> **STATED GOAL**:
Please filter the lines below and copy each one that contains the string "trail", treating case as significant.

> **RECORD LIST**:
= = = = = = =

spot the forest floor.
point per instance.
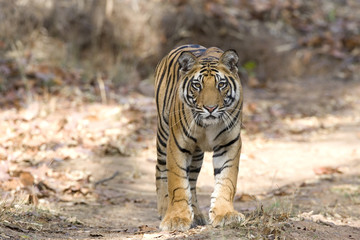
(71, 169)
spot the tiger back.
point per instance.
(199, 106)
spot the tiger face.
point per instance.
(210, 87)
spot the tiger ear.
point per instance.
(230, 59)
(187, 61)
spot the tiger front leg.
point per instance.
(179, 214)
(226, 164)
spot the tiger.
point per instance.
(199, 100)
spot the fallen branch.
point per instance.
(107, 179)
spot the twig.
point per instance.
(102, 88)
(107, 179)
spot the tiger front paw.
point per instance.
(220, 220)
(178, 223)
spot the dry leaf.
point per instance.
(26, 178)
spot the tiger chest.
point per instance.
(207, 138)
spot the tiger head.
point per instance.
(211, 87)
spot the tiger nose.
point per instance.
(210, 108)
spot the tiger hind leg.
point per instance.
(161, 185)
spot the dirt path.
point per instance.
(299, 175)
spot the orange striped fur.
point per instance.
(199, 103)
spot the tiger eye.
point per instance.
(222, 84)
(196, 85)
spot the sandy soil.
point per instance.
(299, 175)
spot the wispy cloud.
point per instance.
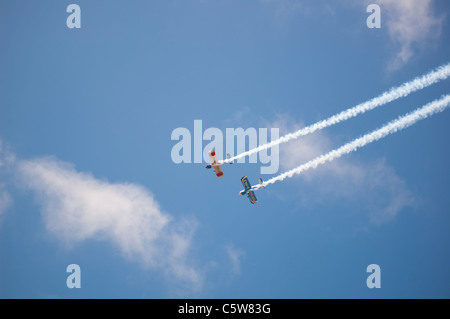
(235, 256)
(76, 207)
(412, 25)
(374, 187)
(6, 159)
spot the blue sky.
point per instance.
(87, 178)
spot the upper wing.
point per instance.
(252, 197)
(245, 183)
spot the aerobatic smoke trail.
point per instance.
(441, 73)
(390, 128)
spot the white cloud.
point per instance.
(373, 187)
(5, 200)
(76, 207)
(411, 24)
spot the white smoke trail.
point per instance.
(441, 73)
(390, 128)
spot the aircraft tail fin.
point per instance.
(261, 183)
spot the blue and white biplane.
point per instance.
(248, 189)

= = = = = = =

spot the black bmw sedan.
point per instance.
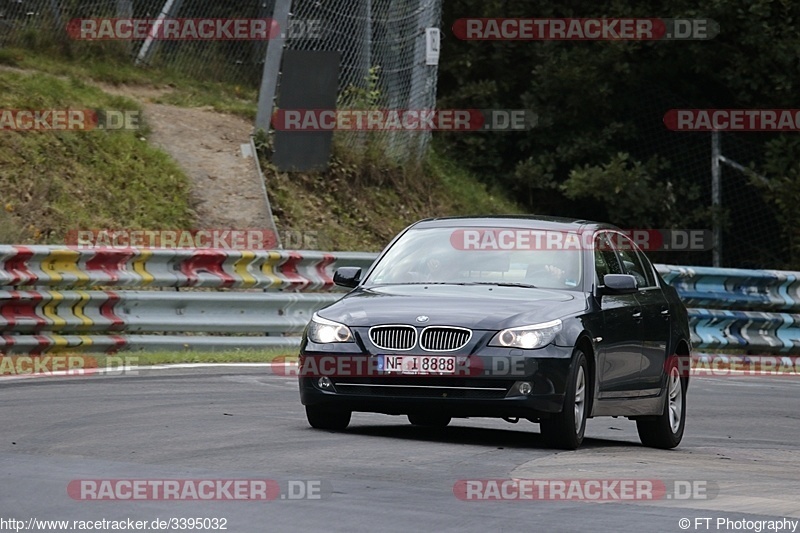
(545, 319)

= = = = = = =

> **EXERCISE SOLUTION**:
spot the aerobatic smoke trail.
spot the white smoke trail.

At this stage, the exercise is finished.